## Tekstfragment:
ECLI:NL:RBMNE:2022:5896

Rechtbank Midden-Nederland

Datum uitspraak
15 november 2022
Publicatiedatum
6 januari 2023
Zaaknummer
21/1770
Instantie
Rechtbank Midden-Nederland
Type
Uitspraak
Rechtsgebied
Bestuursrecht; Belastingrecht
Procedures
  • Eerste aanleg - enkelvoudig
Rechters
Vindplaatsen
  • Rechtspraak.nl
AI samenvatting door LexboostAutomatisch gegenereerd

Beoordeling van de WOZ-waarde van een onroerende zaak en verzoek om immateriële schadevergoeding

In deze uitspraak van de Rechtbank Midden-Nederland, gedaan op 15 november 2022, is het beroep van eiser tegen de hoogte van de WOZ-waarde van zijn onroerende zaak ongegrond verklaard. De zaak betreft een kleine bedrijfsunit uit 2007, gelegen op een bedrijventerrein in Utrecht. De heffingsambtenaar had de WOZ-waarde vastgesteld op € 87.000,- per waardepeildatum 1 januari 2019, wat leidde tot een aanslag onroerendezaakbelastingen voor het jaar 2020. Eiser had bezwaar gemaakt tegen deze waarde, maar de heffingsambtenaar verklaarde het bezwaar ongegrond in zijn uitspraak op bezwaar van 17 februari 2021.

De rechtbank heeft het beroep op 18 juli 2022 behandeld, waarbij de gemachtigde van eiser en de gemachtigde van de heffingsambtenaar aanwezig waren. De rechtbank heeft vastgesteld dat de heffingsambtenaar de waarde van de onroerende zaak heeft bepaald met behulp van de huurwaardekapitalisatiemethode (HWK-methode). Eiser stelde dat de waarde € 64.000,- zou moeten zijn, maar de rechtbank oordeelde dat de heffingsambtenaar aannemelijk had gemaakt dat de vastgestelde waarde niet te hoog was. De rechtbank heeft de argumenten van eiser verworpen en het beroep ongegrond verklaard.

## Opdrachtonderdelen:
**A)** Beantwoord de volgende vragen over het tekstfragment, elk op een eigen regel:
(i) Op welke datum deed de rechtbank uitspraak?
(ii) Welke WOZ-waarde vond eiser juist?
(iii) Met welke methode bepaalde de heffingsambtenaar de waarde van de onroerende zaak?
**B)** Zet de alinea uit het tekstfragment die begint met "De rechtbank heeft het beroep op 18 juli 2022 behandeld" om in een beknopte opsomming met de belangrijkste feiten.
**C)** Leg in één tot drie zinnen uit waarom de rechtbank het beroep van eiser volgens het tekstfragment ongegrond verklaarde.

## Gegevensregels:
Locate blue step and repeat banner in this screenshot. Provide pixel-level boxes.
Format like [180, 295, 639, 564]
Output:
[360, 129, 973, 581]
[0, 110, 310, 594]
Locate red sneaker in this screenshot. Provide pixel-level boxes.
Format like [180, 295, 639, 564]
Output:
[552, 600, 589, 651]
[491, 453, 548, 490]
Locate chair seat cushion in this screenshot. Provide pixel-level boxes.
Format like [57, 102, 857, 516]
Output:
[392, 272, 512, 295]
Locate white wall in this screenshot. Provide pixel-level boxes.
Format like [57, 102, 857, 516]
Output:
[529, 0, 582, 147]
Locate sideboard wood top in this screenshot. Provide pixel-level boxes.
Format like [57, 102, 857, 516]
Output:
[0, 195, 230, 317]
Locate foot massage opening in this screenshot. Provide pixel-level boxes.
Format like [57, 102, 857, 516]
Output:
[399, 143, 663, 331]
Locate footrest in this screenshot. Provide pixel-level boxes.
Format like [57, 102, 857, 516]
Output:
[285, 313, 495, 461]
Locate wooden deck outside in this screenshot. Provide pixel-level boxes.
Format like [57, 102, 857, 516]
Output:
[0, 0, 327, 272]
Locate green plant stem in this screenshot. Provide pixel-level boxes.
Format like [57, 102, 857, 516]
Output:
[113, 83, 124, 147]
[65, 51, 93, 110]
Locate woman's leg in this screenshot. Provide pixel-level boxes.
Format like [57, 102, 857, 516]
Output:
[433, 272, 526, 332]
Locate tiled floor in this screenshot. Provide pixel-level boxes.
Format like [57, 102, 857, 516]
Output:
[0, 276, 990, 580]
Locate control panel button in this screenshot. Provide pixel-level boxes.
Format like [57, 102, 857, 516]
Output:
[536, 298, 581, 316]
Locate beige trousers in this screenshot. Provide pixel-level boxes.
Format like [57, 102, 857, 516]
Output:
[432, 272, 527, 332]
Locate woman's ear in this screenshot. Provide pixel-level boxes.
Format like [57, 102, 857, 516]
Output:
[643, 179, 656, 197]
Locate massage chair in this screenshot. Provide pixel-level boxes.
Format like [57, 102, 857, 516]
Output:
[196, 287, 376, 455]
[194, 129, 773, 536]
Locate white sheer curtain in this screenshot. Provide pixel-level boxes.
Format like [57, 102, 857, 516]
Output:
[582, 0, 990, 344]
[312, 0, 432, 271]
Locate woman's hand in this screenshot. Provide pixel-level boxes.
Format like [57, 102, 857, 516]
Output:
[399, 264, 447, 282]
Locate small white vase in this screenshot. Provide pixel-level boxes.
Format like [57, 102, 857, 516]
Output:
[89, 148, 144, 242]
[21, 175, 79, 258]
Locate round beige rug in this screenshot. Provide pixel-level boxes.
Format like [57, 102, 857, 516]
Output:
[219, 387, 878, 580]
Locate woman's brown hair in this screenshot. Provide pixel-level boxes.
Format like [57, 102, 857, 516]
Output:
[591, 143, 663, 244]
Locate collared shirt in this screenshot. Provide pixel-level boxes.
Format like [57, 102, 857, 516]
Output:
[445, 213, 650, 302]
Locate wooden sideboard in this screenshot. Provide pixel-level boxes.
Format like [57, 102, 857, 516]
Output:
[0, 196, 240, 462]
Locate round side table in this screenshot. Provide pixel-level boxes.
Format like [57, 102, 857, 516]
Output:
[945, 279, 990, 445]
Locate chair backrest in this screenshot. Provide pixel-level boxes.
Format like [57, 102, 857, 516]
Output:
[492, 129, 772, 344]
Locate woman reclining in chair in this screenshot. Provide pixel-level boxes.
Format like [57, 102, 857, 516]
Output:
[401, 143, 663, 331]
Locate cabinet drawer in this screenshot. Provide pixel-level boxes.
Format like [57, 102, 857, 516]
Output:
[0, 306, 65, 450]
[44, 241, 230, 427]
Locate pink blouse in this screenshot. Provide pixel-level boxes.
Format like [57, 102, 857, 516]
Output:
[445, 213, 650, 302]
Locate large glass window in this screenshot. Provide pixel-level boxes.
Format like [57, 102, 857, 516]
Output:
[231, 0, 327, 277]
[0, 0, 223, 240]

## Uitwerkingen:
**A)**
(i) Op 15 november 2022.
(ii) € 64.000,-.
(iii) Met de huurwaardekapitalisatiemethode (HWK-methode).

**B)**
- De rechtbank behandelde het beroep op 18 juli 2022.
- De gemachtigden van eiser en van de heffingsambtenaar waren aanwezig.
- De heffingsambtenaar bepaalde de waarde met de huurwaardekapitalisatiemethode (HWK-methode).
- Eiser vond dat de waarde € 64.000,- moest zijn.
- Volgens de rechtbank had de heffingsambtenaar aannemelijk gemaakt dat de vastgestelde waarde niet te hoog was.
- De argumenten van eiser werden verworpen en het beroep werd ongegrond verklaard.

**C)** De rechtbank oordeelde dat de heffingsambtenaar aannemelijk had gemaakt dat de vastgestelde WOZ-waarde van € 87.000,- niet te hoog was. Daarom verwierp zij de argumenten van eiser, die een waarde van € 64.000,- verdedigde, en verklaarde zij het beroep ongegrond.